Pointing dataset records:
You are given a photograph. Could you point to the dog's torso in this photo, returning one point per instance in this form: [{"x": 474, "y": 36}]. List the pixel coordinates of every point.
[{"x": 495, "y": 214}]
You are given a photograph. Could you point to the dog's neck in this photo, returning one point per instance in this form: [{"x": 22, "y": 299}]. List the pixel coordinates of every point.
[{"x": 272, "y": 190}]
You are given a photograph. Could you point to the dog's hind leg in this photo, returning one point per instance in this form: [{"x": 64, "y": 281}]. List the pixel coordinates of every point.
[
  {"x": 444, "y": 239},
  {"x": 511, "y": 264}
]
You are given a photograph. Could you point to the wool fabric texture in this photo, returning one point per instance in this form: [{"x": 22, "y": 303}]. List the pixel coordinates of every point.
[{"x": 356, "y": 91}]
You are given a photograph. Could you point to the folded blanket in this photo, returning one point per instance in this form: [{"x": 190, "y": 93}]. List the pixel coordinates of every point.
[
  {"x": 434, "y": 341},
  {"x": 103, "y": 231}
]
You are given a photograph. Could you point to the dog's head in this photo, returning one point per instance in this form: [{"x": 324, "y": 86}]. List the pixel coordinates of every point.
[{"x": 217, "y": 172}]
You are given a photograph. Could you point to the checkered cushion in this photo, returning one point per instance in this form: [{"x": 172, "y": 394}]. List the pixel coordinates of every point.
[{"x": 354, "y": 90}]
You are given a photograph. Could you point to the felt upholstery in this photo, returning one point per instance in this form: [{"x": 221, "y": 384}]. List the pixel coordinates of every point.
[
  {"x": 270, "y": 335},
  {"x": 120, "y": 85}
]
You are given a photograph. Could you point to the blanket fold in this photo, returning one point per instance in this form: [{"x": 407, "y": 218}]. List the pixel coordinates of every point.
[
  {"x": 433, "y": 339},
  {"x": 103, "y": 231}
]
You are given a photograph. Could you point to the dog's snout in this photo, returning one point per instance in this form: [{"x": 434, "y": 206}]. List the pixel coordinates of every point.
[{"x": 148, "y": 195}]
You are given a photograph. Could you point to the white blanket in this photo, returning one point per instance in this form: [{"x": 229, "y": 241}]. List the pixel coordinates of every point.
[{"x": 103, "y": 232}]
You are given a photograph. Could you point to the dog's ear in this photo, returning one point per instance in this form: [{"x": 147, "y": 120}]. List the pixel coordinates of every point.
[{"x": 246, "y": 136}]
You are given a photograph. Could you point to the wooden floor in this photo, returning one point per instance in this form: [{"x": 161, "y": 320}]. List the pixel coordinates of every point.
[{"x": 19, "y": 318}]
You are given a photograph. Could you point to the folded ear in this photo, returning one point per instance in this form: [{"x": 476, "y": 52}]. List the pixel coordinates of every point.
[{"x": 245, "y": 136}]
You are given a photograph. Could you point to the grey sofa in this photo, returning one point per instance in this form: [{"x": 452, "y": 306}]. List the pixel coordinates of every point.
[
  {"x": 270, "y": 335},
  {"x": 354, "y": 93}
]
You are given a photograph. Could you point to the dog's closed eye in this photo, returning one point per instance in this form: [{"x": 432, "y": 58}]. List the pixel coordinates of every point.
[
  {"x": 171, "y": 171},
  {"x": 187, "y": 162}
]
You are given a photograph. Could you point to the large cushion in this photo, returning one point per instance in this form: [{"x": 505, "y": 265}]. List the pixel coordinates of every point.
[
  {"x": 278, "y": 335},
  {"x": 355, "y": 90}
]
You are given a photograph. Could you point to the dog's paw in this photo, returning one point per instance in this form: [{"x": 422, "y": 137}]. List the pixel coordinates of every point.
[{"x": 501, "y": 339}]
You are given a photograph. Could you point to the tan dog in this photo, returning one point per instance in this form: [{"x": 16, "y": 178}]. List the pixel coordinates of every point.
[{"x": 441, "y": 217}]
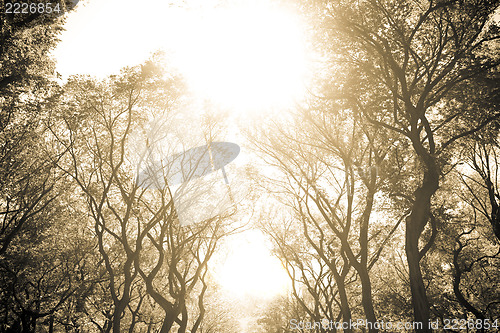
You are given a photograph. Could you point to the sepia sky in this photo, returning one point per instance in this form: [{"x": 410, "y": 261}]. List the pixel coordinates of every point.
[{"x": 246, "y": 56}]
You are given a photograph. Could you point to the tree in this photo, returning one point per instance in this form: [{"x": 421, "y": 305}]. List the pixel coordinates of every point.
[
  {"x": 332, "y": 171},
  {"x": 404, "y": 60}
]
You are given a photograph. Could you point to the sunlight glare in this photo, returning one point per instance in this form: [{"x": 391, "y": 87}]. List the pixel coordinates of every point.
[{"x": 250, "y": 269}]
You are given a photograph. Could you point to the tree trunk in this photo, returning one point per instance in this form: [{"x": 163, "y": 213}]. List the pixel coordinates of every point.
[
  {"x": 344, "y": 303},
  {"x": 366, "y": 298}
]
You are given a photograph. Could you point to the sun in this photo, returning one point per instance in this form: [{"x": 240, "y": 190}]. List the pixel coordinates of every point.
[
  {"x": 249, "y": 269},
  {"x": 242, "y": 56}
]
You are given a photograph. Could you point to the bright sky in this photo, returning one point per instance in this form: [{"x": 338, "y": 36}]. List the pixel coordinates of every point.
[{"x": 248, "y": 55}]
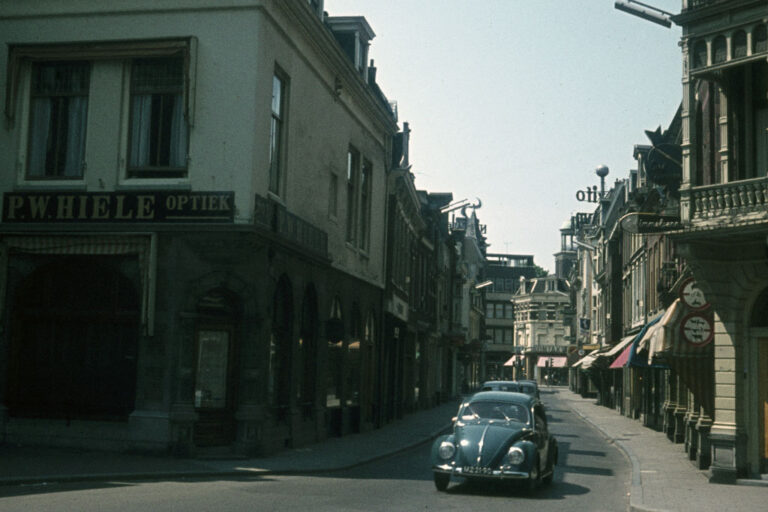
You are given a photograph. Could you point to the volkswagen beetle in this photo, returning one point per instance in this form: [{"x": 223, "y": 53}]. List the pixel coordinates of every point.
[{"x": 497, "y": 435}]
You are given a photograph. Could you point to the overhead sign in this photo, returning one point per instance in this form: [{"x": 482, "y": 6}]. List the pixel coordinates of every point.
[
  {"x": 115, "y": 207},
  {"x": 648, "y": 223},
  {"x": 692, "y": 295}
]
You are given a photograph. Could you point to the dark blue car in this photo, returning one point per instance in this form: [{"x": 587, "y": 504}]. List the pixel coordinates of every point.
[{"x": 497, "y": 435}]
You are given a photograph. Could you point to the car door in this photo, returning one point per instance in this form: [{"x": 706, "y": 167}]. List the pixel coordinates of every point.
[{"x": 542, "y": 436}]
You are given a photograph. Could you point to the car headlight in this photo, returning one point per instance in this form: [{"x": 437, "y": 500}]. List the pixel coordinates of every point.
[
  {"x": 446, "y": 450},
  {"x": 515, "y": 455}
]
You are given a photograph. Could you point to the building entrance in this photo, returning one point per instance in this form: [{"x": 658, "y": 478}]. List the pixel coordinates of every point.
[
  {"x": 215, "y": 371},
  {"x": 74, "y": 334}
]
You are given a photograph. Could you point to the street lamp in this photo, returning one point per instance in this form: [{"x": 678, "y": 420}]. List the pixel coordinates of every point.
[{"x": 645, "y": 11}]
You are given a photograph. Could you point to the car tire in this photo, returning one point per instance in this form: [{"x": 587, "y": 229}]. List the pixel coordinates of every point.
[
  {"x": 441, "y": 481},
  {"x": 535, "y": 477},
  {"x": 551, "y": 475}
]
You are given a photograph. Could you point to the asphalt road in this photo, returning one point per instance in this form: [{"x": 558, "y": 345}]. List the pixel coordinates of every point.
[{"x": 592, "y": 476}]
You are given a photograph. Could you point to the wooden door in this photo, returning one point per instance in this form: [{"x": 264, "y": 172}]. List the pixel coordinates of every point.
[
  {"x": 762, "y": 376},
  {"x": 213, "y": 388}
]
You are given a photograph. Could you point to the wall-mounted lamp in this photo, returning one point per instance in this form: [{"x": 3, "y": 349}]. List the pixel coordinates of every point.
[{"x": 644, "y": 11}]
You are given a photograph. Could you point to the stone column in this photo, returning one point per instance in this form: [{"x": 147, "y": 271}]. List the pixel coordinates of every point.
[{"x": 691, "y": 419}]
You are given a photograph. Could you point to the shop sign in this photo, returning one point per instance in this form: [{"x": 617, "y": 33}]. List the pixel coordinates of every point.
[
  {"x": 116, "y": 207},
  {"x": 648, "y": 223}
]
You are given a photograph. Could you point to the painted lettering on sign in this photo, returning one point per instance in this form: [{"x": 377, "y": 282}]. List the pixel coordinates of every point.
[
  {"x": 589, "y": 195},
  {"x": 158, "y": 206}
]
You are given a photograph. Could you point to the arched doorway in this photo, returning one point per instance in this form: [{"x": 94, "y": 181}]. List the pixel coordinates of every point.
[
  {"x": 74, "y": 331},
  {"x": 759, "y": 329},
  {"x": 281, "y": 350},
  {"x": 215, "y": 371},
  {"x": 307, "y": 353}
]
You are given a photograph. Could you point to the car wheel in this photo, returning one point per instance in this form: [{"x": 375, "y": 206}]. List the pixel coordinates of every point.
[
  {"x": 535, "y": 477},
  {"x": 551, "y": 474},
  {"x": 441, "y": 480}
]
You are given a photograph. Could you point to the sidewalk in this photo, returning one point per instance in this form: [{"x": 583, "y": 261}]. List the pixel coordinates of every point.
[
  {"x": 662, "y": 476},
  {"x": 32, "y": 465},
  {"x": 663, "y": 479}
]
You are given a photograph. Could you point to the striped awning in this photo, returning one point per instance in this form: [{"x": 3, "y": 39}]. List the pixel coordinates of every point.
[
  {"x": 552, "y": 362},
  {"x": 142, "y": 245}
]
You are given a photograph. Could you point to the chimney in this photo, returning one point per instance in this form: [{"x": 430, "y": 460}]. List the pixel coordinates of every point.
[
  {"x": 406, "y": 143},
  {"x": 371, "y": 73}
]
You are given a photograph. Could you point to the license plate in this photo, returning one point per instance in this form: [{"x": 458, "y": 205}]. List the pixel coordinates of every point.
[{"x": 476, "y": 470}]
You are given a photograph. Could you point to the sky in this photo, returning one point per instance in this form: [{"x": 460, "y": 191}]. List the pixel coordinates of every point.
[{"x": 517, "y": 102}]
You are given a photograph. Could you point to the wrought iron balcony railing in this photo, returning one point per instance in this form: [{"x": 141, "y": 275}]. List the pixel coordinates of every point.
[
  {"x": 289, "y": 227},
  {"x": 740, "y": 198}
]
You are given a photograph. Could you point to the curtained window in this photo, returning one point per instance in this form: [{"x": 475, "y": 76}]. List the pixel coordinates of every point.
[
  {"x": 158, "y": 132},
  {"x": 58, "y": 111}
]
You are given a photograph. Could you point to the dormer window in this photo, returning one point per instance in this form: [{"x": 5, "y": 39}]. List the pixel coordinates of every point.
[{"x": 354, "y": 36}]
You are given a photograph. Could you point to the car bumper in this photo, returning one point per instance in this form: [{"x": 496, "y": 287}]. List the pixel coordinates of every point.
[{"x": 499, "y": 474}]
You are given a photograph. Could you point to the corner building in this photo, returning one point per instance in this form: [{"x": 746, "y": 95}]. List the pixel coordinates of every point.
[
  {"x": 192, "y": 235},
  {"x": 723, "y": 212}
]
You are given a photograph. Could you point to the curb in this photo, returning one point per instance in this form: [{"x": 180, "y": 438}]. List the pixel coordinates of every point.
[
  {"x": 636, "y": 486},
  {"x": 203, "y": 473}
]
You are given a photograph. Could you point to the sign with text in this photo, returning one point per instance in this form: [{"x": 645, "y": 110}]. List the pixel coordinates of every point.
[{"x": 139, "y": 206}]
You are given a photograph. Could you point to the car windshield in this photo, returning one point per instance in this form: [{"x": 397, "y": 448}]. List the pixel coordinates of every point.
[
  {"x": 490, "y": 410},
  {"x": 505, "y": 386}
]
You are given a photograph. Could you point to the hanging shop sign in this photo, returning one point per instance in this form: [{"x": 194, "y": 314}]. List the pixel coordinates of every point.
[
  {"x": 692, "y": 296},
  {"x": 117, "y": 207},
  {"x": 697, "y": 329}
]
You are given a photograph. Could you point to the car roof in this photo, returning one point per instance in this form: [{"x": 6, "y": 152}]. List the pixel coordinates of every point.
[
  {"x": 503, "y": 396},
  {"x": 499, "y": 382}
]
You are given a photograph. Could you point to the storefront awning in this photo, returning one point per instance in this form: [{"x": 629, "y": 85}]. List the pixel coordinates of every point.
[
  {"x": 514, "y": 360},
  {"x": 587, "y": 361},
  {"x": 661, "y": 335},
  {"x": 554, "y": 362},
  {"x": 621, "y": 361},
  {"x": 638, "y": 355},
  {"x": 604, "y": 359}
]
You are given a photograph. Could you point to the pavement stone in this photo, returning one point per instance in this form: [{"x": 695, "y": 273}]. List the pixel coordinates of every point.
[{"x": 663, "y": 479}]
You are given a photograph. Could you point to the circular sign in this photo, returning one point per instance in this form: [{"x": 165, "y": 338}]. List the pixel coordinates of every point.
[
  {"x": 697, "y": 329},
  {"x": 692, "y": 295}
]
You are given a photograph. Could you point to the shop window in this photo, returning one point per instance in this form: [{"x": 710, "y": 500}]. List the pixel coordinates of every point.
[
  {"x": 73, "y": 339},
  {"x": 335, "y": 335},
  {"x": 280, "y": 353}
]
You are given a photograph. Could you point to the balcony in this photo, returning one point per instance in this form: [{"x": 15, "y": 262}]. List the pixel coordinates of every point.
[
  {"x": 735, "y": 204},
  {"x": 698, "y": 4},
  {"x": 290, "y": 228}
]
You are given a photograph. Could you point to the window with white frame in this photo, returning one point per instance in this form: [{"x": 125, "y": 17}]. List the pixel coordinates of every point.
[
  {"x": 158, "y": 132},
  {"x": 57, "y": 120},
  {"x": 366, "y": 176},
  {"x": 276, "y": 136},
  {"x": 56, "y": 84}
]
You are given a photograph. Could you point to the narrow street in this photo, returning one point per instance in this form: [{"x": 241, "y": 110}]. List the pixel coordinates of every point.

# PROBLEM TO WORK ON
Beginning with the line that contains "You are given a photograph. Could you point to the window", quote each line exactly through the last line of the entries above, and nothing beyond them.

# SOLUTION TO THIS EXERCISE
You are given a photograph. Could you point to the window with white frame in this photo, returning one point per instance in this form: [{"x": 125, "y": 17}]. List the pixel coordinates of every point.
[
  {"x": 158, "y": 132},
  {"x": 57, "y": 120},
  {"x": 366, "y": 176},
  {"x": 276, "y": 136},
  {"x": 56, "y": 84}
]
You are given a photograph. Could you point to the narrow street in this photo, returning one point per instance in this form: [{"x": 241, "y": 110}]. List the pixel coordinates of every point.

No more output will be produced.